══ Input ══

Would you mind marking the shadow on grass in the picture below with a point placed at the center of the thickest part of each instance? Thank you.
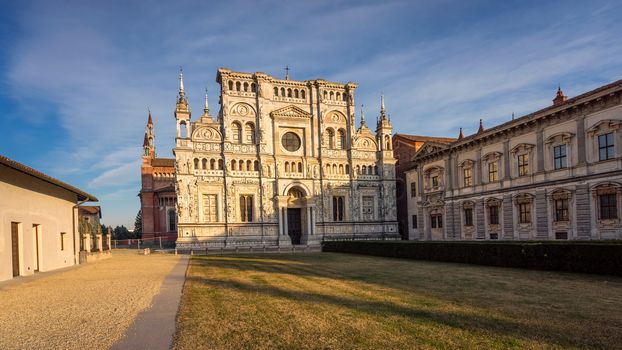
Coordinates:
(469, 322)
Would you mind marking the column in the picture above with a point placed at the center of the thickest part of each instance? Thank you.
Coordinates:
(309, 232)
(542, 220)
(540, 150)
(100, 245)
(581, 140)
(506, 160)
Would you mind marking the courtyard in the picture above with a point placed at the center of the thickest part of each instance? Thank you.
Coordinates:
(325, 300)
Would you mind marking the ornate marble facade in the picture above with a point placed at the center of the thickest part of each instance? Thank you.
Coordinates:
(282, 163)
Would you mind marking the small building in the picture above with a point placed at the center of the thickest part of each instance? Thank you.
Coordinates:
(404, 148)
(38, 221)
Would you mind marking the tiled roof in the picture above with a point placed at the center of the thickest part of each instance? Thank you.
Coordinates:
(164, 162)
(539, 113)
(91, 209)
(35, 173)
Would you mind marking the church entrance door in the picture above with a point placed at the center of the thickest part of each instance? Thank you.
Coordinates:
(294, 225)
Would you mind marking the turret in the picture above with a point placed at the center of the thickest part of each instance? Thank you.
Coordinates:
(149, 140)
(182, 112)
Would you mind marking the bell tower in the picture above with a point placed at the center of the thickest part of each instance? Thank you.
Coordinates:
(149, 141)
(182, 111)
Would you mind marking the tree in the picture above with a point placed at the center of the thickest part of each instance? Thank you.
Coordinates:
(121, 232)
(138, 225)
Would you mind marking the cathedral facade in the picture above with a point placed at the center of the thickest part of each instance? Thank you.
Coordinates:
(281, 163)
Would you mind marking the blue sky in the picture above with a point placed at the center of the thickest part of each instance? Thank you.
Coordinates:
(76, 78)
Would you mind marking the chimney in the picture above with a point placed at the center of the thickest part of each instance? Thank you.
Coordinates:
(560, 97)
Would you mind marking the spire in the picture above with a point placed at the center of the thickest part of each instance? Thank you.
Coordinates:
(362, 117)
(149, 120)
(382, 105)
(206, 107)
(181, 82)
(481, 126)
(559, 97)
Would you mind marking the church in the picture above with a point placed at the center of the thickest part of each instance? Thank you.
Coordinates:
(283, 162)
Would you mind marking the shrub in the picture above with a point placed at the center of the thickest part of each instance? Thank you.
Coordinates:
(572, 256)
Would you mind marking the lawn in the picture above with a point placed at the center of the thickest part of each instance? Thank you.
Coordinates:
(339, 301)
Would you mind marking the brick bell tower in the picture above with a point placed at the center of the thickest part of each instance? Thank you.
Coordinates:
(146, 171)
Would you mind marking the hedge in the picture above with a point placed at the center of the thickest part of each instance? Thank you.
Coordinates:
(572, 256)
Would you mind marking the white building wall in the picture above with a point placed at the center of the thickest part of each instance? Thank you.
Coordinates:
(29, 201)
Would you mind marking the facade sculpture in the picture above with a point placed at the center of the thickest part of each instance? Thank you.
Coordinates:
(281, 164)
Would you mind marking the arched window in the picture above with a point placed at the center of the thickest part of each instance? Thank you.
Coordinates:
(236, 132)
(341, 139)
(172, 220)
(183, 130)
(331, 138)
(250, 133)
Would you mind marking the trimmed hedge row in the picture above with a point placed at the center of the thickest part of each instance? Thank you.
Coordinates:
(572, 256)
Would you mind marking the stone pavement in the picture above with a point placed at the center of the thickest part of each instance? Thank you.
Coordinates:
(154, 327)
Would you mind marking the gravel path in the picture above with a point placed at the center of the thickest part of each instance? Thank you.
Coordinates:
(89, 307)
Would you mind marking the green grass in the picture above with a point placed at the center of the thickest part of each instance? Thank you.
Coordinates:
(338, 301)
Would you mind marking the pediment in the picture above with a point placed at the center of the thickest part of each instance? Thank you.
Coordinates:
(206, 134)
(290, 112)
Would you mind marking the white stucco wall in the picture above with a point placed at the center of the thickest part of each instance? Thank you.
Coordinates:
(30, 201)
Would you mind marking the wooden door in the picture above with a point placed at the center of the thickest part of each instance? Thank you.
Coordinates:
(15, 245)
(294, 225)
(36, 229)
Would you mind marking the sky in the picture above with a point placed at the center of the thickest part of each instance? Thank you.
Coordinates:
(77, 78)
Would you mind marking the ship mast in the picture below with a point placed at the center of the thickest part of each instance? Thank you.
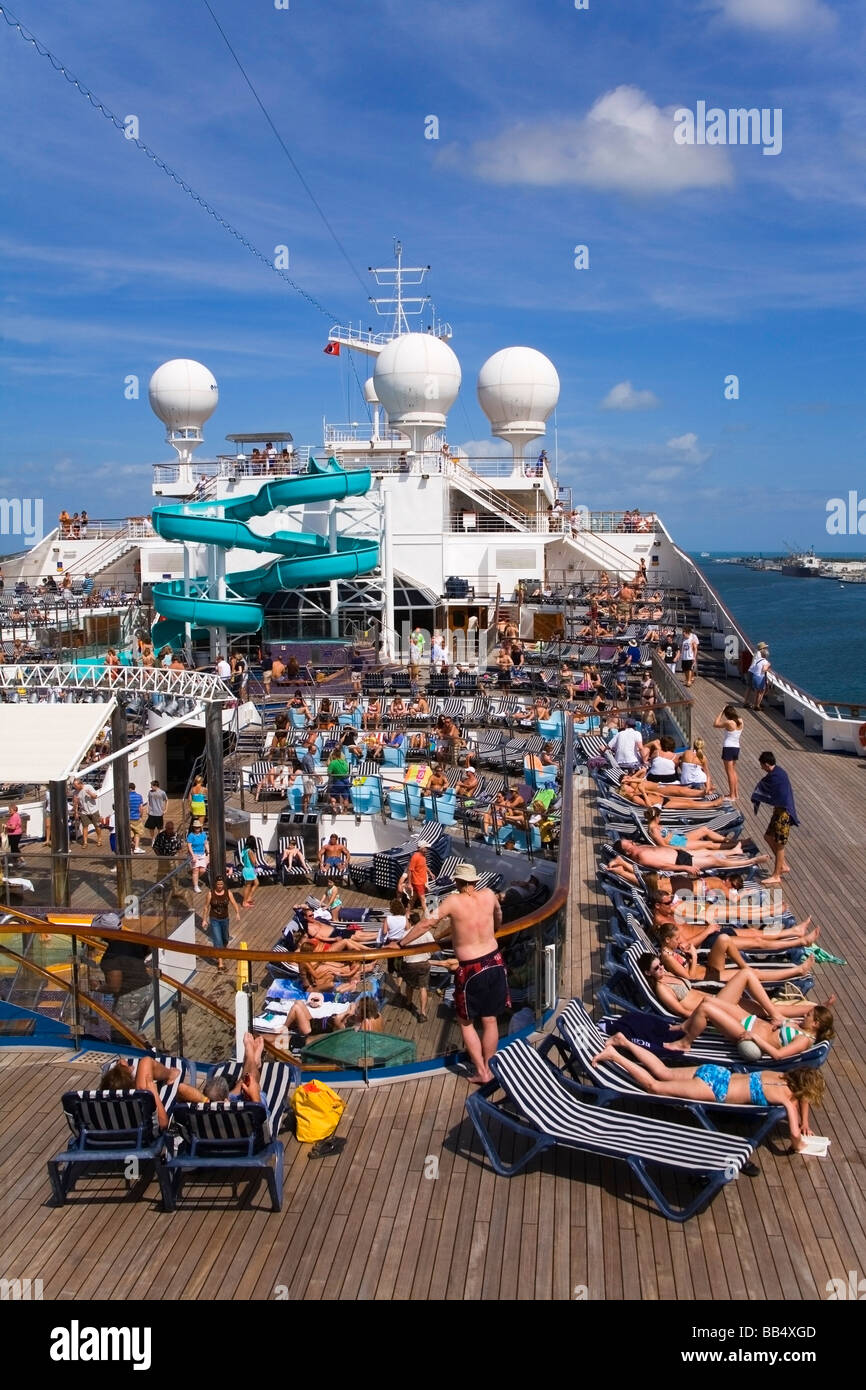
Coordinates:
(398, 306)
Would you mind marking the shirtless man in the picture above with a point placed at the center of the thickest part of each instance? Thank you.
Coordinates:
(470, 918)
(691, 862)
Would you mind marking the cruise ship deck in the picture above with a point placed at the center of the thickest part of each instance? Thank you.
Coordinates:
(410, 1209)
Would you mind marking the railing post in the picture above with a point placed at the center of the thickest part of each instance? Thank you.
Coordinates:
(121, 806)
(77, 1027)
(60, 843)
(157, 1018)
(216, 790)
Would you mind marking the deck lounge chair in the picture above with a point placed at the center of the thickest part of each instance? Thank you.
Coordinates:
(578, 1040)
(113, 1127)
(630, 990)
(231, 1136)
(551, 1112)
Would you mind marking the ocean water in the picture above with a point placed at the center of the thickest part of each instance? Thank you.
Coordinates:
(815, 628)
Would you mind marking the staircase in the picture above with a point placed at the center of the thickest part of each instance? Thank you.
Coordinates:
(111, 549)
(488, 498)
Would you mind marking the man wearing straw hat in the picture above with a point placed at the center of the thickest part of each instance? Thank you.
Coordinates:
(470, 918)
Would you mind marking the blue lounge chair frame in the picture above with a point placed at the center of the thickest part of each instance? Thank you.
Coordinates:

═══

Your objective -
Reproduce the records from the line with "Would you mind marking the ship" to the line with "(410, 1209)", both included, adding 94 to every coordinate value in the answers. Omit the pictures from your output.

The solution -
Would you mind marking the ship mast in the picture below with a point placed at the center of the thickest part of each instance? Thank you.
Coordinates:
(492, 400)
Would you mind marking the shirtless man in the picture above with a point placed at the center of the thickest part of each instance? Thank you.
Coordinates:
(564, 1012)
(785, 956)
Would you mind marking the cruise ship deck in the picture above with a point placed at the center of the thickest part of each instance? Thank you.
Coordinates:
(504, 1303)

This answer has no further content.